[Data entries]
^^^^^^^^^^^^^^^^
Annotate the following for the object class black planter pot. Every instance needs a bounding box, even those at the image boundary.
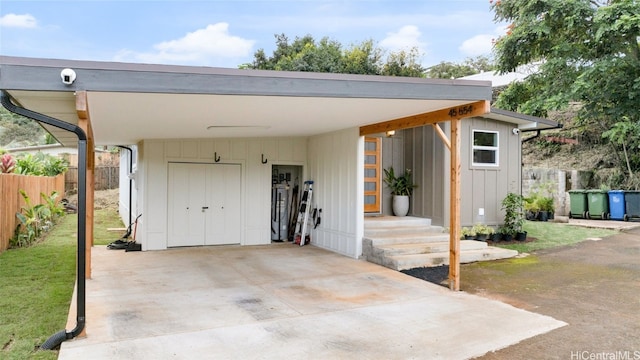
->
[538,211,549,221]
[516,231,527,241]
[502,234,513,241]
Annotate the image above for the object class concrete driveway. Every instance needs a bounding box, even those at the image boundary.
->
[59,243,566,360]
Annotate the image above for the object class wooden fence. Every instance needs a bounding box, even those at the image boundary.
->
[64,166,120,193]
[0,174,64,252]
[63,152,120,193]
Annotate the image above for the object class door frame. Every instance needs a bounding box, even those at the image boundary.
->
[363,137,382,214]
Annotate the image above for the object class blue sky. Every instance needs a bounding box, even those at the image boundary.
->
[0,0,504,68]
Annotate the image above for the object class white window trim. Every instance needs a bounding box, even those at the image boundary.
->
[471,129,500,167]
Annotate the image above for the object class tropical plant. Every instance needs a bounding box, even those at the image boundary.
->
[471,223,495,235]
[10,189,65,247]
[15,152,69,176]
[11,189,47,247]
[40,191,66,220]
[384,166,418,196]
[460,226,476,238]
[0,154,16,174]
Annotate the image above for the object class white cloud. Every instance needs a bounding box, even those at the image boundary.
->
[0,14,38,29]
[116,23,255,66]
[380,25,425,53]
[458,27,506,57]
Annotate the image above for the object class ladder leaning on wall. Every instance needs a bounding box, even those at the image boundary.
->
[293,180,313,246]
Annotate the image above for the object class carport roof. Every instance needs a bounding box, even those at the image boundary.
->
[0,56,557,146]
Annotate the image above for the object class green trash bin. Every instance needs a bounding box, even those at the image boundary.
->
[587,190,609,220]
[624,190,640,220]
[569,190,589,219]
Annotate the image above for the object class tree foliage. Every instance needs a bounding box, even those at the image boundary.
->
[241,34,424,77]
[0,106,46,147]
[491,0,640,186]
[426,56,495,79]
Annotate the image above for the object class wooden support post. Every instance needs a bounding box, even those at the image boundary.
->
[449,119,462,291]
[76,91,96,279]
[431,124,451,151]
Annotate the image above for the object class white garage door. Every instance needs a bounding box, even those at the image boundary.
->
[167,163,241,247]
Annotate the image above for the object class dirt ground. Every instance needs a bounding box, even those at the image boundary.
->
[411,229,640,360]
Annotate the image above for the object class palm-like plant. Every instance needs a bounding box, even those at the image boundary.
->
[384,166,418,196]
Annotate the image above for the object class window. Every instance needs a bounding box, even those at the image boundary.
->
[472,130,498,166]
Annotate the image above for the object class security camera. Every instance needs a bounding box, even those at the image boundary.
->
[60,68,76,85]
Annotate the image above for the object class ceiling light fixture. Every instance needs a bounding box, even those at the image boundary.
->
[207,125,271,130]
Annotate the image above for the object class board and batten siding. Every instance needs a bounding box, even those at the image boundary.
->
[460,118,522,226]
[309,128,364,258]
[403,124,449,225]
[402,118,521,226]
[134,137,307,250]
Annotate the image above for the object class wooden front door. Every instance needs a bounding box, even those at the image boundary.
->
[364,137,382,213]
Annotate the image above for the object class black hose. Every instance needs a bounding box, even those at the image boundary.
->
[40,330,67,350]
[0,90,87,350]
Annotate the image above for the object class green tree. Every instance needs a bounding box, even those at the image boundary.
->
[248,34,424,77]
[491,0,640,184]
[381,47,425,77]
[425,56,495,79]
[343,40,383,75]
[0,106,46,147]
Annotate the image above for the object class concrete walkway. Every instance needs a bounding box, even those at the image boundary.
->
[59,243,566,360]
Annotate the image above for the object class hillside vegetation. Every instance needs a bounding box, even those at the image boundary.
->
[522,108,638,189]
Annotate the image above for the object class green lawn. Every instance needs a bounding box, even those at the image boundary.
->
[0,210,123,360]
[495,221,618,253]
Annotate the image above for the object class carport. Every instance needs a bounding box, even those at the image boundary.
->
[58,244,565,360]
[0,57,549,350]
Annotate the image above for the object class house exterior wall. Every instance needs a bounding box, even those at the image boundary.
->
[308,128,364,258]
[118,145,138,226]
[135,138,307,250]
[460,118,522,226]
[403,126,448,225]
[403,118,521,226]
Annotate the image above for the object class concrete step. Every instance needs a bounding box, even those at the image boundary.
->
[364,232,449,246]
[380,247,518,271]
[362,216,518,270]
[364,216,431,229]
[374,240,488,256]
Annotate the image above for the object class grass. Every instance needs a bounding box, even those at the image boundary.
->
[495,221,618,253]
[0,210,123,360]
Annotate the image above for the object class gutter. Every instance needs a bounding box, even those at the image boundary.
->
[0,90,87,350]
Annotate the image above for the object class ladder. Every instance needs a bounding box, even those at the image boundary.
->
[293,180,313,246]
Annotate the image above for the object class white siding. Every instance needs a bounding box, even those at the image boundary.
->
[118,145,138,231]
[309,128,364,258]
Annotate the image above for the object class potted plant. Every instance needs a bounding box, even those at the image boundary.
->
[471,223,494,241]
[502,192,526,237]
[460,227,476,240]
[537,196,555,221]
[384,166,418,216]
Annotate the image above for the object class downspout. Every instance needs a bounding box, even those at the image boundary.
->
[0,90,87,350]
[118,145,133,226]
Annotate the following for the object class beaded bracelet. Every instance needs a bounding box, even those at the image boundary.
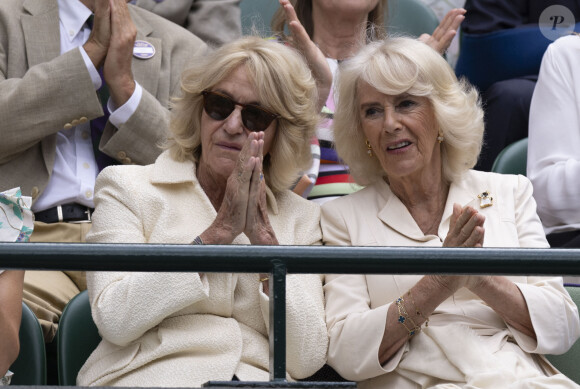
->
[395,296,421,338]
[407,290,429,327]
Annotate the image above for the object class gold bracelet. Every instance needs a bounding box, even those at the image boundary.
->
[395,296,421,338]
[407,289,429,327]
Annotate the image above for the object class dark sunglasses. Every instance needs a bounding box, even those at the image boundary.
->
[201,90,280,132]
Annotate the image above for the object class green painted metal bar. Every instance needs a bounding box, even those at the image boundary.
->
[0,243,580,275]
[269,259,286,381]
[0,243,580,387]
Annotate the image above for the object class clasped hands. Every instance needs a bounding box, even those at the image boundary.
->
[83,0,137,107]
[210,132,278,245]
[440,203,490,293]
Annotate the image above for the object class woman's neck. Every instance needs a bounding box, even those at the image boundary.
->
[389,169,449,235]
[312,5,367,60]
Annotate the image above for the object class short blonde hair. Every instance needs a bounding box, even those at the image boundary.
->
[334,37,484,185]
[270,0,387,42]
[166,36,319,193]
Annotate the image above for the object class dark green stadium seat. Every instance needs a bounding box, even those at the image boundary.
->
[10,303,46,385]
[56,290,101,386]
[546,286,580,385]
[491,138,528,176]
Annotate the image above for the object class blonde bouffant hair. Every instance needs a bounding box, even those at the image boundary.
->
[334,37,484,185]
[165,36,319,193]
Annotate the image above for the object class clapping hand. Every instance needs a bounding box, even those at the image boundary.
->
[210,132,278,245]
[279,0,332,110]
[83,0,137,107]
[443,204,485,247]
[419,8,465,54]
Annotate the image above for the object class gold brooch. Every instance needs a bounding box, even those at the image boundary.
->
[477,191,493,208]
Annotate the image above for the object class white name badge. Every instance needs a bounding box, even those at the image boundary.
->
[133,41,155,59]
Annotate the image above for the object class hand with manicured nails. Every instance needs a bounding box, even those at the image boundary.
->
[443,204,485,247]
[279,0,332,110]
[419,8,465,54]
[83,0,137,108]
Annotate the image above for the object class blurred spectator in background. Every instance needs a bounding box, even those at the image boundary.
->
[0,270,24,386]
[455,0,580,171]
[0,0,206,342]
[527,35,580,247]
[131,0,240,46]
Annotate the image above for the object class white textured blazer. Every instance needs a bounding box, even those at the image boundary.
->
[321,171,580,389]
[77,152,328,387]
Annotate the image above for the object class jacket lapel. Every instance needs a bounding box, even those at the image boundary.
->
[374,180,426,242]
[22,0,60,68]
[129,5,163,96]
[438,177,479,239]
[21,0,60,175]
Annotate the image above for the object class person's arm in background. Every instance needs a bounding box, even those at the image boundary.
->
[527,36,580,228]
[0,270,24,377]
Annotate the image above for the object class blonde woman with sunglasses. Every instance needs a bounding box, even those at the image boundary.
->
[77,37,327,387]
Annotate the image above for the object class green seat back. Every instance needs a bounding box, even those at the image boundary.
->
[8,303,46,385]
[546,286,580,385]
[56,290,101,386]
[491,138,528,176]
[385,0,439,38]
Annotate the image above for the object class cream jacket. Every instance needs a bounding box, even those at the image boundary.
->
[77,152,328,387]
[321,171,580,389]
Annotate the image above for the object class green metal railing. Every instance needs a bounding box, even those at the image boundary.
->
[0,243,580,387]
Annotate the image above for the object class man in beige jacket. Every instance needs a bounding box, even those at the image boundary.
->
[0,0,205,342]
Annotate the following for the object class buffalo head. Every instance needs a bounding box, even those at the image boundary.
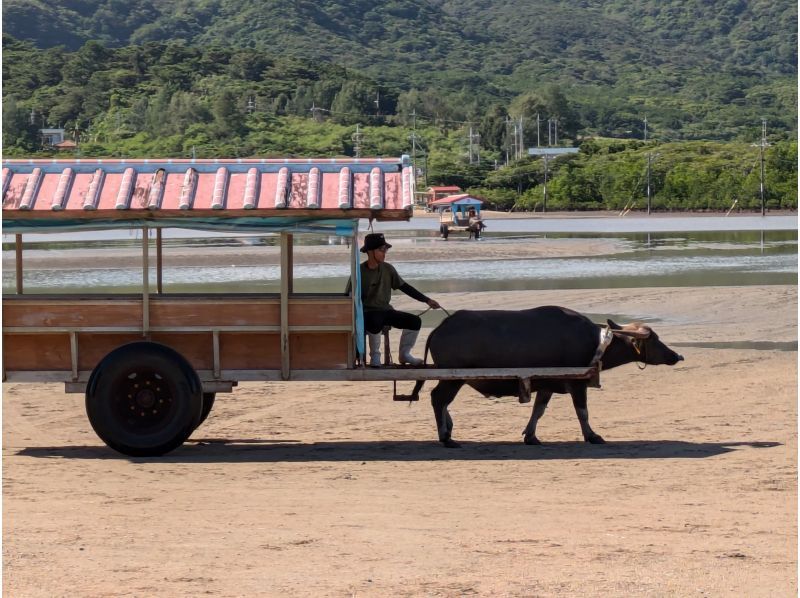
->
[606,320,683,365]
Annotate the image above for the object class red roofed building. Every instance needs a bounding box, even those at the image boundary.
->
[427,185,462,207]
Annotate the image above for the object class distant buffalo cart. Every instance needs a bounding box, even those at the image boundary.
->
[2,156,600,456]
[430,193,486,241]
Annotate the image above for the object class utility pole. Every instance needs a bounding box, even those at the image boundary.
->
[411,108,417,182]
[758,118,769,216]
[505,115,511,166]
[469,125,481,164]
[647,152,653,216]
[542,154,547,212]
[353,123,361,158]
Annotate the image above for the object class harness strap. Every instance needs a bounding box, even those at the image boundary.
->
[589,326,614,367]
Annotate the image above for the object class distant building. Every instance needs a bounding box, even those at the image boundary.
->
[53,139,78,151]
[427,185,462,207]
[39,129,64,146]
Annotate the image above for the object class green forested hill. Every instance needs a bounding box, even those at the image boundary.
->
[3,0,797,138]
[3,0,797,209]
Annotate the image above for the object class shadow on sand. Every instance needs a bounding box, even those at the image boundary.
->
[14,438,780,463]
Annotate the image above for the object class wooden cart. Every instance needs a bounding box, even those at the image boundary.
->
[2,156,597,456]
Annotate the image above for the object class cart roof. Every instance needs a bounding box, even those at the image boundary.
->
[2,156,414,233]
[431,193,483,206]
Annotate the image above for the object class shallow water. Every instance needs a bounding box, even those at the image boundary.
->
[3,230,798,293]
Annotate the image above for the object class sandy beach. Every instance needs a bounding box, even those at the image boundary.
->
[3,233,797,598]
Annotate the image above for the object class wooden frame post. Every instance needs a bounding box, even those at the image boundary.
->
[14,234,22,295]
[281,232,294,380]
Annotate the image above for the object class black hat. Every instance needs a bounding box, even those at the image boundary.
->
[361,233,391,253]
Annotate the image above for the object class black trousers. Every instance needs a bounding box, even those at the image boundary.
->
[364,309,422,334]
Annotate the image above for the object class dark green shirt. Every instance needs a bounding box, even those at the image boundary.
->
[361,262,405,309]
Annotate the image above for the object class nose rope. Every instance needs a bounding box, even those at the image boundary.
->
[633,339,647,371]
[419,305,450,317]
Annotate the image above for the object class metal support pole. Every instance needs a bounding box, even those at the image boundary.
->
^^^^^^^^^^^^^^^^
** What is expected **
Turn the data from the line with "Annotate the image above for the object class wooden frame" to the line with "[361,262,405,309]", both included, into a numbered list, and leave out any blank lines.

** Answer to the task **
1. Annotate the image above for the object class wooden frame post. Every instance needs a bounding box, even those at the image boundary.
2. ->
3. [14,234,22,295]
4. [281,232,294,380]
5. Annotate the image above for the object class black hat. Every instance needs a bounding box, even those at the image boundary.
6. ->
7. [361,233,391,253]
8. Annotate the image above for the object class black trousers. Every instance needs a bounding box, even those at the image boundary.
9. ->
10. [364,309,422,334]
11. Annotate the image above for the object class dark green shirt. Every instance needs a bounding box, even those at the image boundary.
12. ->
13. [361,262,405,309]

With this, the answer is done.